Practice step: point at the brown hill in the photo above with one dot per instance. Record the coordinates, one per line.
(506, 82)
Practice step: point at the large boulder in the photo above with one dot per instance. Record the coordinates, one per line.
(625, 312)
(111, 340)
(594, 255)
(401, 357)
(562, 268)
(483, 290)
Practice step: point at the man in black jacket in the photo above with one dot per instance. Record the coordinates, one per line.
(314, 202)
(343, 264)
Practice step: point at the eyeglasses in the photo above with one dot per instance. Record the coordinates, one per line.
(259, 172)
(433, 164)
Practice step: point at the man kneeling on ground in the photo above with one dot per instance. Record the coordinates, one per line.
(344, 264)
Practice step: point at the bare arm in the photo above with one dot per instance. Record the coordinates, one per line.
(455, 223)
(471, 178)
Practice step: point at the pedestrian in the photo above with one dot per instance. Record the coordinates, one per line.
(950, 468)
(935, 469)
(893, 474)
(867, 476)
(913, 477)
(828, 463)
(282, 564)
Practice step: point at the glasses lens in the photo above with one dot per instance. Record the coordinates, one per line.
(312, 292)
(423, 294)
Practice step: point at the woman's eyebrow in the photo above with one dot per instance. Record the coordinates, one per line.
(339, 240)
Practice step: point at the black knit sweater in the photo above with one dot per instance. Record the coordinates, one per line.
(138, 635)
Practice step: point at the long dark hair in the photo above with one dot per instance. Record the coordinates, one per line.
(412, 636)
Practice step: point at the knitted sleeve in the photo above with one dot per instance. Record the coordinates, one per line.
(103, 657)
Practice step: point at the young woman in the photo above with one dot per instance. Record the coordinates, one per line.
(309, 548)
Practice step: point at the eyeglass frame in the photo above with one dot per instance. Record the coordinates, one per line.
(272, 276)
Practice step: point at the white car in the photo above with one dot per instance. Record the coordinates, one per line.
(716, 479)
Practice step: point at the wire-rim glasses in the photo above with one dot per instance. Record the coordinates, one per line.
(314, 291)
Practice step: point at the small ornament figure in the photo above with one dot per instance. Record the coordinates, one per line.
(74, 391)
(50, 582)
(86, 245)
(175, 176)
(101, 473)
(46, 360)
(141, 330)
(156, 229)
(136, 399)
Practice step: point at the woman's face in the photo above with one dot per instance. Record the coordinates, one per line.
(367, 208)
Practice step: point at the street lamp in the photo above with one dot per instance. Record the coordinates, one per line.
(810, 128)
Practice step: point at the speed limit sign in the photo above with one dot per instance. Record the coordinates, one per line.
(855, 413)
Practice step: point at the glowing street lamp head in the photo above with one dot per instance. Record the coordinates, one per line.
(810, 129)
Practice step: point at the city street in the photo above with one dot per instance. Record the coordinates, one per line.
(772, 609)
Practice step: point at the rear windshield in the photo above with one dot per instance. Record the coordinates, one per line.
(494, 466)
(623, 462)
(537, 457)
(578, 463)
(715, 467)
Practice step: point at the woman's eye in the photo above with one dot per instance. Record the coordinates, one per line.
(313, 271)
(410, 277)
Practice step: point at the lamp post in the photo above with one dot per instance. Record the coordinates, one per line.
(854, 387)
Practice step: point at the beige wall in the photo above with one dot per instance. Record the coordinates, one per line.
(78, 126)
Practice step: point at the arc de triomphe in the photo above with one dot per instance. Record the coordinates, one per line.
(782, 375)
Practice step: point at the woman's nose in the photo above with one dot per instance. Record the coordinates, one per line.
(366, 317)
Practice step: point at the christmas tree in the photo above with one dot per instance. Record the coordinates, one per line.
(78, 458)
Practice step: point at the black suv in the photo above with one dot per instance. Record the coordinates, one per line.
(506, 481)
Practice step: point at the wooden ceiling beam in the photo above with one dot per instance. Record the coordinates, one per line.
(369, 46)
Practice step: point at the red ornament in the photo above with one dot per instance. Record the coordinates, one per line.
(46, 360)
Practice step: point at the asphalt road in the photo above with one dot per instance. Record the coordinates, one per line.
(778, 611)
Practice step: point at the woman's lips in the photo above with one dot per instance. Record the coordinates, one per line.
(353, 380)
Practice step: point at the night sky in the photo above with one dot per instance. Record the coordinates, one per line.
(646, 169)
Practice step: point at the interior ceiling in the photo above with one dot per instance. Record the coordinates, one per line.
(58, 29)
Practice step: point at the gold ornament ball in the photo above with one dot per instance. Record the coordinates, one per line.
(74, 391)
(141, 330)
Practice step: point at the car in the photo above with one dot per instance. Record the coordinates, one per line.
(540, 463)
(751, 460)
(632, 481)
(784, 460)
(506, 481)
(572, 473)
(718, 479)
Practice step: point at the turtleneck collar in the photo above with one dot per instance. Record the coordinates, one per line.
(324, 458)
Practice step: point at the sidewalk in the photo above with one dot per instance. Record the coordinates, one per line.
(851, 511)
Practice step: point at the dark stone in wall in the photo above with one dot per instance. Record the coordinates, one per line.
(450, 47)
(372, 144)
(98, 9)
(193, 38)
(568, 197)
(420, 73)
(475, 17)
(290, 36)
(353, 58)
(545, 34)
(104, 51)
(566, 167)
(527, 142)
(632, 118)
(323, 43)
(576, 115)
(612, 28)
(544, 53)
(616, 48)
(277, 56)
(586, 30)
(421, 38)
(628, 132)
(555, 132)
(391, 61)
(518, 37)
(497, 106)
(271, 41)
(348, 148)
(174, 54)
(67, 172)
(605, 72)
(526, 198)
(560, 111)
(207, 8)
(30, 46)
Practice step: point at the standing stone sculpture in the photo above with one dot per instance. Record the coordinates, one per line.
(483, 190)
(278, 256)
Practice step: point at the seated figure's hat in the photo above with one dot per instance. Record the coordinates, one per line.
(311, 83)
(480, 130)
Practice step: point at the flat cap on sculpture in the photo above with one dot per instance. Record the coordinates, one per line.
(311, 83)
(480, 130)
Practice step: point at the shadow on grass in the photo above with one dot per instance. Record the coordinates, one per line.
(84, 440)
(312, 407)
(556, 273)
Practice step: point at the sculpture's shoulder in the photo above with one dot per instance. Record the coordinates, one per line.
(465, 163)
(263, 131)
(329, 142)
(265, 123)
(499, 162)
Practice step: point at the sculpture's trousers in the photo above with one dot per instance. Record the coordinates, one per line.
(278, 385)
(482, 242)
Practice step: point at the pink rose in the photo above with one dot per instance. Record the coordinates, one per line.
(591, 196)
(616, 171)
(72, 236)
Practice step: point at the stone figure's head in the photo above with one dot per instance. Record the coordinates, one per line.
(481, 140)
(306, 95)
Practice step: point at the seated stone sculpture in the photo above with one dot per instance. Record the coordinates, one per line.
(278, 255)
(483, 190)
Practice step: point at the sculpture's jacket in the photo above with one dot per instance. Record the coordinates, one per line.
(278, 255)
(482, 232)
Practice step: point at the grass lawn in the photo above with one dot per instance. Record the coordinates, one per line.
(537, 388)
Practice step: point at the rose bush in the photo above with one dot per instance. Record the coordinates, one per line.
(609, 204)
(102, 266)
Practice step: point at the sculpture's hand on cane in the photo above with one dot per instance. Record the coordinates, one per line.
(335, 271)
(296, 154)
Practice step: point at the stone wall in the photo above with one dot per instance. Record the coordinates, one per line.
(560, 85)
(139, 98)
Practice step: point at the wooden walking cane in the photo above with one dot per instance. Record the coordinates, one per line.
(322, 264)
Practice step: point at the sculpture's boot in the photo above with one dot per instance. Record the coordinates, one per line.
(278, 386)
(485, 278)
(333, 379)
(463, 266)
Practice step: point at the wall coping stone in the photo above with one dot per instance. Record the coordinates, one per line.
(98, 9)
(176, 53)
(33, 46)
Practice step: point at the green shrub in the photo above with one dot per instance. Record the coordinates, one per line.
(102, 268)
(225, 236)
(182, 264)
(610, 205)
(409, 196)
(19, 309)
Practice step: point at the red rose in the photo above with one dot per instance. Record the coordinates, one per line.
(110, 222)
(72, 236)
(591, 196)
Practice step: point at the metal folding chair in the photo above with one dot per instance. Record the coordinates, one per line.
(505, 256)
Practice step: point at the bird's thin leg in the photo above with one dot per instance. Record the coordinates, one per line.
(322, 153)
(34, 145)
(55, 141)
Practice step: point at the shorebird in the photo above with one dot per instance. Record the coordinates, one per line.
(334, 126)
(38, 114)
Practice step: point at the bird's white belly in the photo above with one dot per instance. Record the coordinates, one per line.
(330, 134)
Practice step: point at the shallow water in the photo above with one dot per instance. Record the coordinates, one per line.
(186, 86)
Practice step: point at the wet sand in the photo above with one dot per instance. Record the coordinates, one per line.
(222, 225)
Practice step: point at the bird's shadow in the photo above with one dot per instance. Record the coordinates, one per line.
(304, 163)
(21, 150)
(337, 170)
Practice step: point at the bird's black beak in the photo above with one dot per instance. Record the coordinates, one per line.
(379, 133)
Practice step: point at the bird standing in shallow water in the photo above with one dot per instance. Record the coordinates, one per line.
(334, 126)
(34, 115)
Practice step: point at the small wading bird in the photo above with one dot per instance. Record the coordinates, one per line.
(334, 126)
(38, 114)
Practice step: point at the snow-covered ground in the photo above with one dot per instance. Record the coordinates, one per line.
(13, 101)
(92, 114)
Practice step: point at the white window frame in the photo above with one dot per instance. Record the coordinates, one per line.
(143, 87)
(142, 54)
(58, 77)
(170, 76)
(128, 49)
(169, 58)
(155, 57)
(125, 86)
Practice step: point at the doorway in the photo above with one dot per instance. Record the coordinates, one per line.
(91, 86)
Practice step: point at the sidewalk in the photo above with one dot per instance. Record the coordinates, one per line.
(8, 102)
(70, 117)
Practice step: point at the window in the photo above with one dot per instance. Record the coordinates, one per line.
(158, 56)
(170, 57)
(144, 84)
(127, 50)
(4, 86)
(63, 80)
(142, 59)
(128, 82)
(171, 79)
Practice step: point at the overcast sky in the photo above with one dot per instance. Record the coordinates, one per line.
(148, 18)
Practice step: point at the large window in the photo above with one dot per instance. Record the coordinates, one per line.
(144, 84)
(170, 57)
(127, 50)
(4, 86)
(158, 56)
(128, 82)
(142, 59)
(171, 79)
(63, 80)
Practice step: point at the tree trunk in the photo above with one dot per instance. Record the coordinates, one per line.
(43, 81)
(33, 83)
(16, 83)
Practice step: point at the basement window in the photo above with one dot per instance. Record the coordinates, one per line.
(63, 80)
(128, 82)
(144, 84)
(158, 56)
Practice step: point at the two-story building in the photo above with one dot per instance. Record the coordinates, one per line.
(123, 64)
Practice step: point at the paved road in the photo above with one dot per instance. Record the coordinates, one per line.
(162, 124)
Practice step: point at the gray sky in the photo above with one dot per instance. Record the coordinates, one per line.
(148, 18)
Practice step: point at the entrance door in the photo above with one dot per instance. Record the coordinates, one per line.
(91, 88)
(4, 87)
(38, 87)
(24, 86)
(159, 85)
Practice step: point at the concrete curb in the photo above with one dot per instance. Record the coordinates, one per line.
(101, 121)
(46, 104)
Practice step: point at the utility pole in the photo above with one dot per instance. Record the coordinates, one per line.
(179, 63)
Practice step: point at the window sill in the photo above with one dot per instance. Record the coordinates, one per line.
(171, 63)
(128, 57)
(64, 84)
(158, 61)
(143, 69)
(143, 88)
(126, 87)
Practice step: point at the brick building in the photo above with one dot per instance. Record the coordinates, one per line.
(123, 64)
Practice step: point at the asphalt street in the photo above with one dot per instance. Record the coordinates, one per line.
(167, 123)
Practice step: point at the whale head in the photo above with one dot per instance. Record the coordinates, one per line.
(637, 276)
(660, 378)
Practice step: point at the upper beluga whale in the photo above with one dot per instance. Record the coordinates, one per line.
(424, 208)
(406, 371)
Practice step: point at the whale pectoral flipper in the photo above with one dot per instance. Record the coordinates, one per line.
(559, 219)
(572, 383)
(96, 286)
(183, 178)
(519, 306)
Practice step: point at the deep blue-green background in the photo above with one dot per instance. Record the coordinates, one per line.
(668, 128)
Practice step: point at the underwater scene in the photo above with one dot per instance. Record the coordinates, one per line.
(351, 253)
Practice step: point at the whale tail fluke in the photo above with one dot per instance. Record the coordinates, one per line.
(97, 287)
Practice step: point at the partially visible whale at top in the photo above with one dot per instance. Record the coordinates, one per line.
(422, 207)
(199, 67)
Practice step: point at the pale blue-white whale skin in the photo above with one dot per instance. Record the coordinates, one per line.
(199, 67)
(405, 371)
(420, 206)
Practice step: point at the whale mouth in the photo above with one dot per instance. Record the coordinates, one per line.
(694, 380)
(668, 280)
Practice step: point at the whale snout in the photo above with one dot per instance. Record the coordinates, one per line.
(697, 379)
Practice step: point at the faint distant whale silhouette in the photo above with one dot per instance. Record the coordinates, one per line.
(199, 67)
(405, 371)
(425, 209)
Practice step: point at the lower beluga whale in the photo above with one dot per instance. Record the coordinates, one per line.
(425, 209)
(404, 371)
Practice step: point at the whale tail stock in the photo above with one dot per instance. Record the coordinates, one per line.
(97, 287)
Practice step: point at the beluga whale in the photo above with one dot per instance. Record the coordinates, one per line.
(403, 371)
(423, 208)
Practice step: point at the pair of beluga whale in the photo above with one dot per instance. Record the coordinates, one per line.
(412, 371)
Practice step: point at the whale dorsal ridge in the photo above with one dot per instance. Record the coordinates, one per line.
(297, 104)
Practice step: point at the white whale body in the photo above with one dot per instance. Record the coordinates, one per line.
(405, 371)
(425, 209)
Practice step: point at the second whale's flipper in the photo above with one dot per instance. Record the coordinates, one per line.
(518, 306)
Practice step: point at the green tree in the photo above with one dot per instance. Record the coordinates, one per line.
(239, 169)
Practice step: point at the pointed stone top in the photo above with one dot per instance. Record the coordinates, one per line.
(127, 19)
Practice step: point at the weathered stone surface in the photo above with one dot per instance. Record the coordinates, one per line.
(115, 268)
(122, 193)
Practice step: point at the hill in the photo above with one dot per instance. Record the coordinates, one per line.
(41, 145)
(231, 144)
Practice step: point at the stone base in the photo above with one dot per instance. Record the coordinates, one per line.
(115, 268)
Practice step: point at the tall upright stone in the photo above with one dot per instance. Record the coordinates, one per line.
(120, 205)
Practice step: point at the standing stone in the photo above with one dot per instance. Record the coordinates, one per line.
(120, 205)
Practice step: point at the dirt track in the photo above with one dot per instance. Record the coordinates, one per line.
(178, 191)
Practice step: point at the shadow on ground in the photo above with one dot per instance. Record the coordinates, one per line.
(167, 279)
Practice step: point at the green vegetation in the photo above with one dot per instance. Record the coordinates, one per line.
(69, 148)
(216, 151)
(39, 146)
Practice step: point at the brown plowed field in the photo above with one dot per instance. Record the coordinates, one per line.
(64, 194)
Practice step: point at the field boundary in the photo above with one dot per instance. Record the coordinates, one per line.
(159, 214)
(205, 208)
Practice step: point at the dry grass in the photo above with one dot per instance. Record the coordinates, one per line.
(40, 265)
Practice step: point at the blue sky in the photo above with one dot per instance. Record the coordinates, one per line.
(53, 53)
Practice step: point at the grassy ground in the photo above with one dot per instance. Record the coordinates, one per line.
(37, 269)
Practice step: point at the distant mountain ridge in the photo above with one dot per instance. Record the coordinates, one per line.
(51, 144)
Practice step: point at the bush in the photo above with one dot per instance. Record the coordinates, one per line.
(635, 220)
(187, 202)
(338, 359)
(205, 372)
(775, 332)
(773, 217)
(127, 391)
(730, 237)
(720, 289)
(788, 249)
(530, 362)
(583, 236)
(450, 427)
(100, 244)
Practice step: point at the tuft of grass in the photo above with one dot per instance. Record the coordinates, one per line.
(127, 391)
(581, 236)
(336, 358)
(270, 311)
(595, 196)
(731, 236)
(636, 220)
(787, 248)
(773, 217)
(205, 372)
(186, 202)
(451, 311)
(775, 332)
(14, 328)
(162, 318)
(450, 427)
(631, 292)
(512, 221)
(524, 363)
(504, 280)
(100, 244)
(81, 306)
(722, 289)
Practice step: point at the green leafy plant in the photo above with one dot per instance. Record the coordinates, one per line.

> Written task
Each line from the one containing "Practice step: point at the blue" through the end of the entries, both included, is to be returned exactly, with no other lines.

> Response below
Practice step: point at the blue sky in the photo above with one dot per instance. Record the coordinates, one per line.
(53, 53)
Practice step: point at the grassy ground in the photo above with one dot per instance. Record the coordinates, one per line.
(37, 269)
Practice step: point at the distant mountain ridge in the photo above with one dot per instance. Record the coordinates, one per line.
(51, 144)
Practice step: point at the bush in the photo above with one dot per instance. Record the coordinates, one per line.
(635, 220)
(187, 202)
(338, 359)
(205, 372)
(775, 332)
(773, 217)
(127, 391)
(730, 237)
(720, 289)
(788, 249)
(530, 362)
(583, 236)
(450, 427)
(100, 244)
Practice step: point at the tuft of grass in the photo above with one dot per instance. Record the coordinates, one per line.
(127, 391)
(581, 236)
(336, 358)
(270, 311)
(595, 196)
(731, 236)
(636, 220)
(787, 248)
(773, 217)
(205, 372)
(186, 202)
(451, 311)
(775, 332)
(14, 328)
(162, 318)
(450, 427)
(631, 292)
(512, 221)
(524, 363)
(504, 280)
(100, 244)
(81, 306)
(722, 289)
Practice step: point at the green leafy plant in the photo above with one dot per instance. Record the coordinates, one per line.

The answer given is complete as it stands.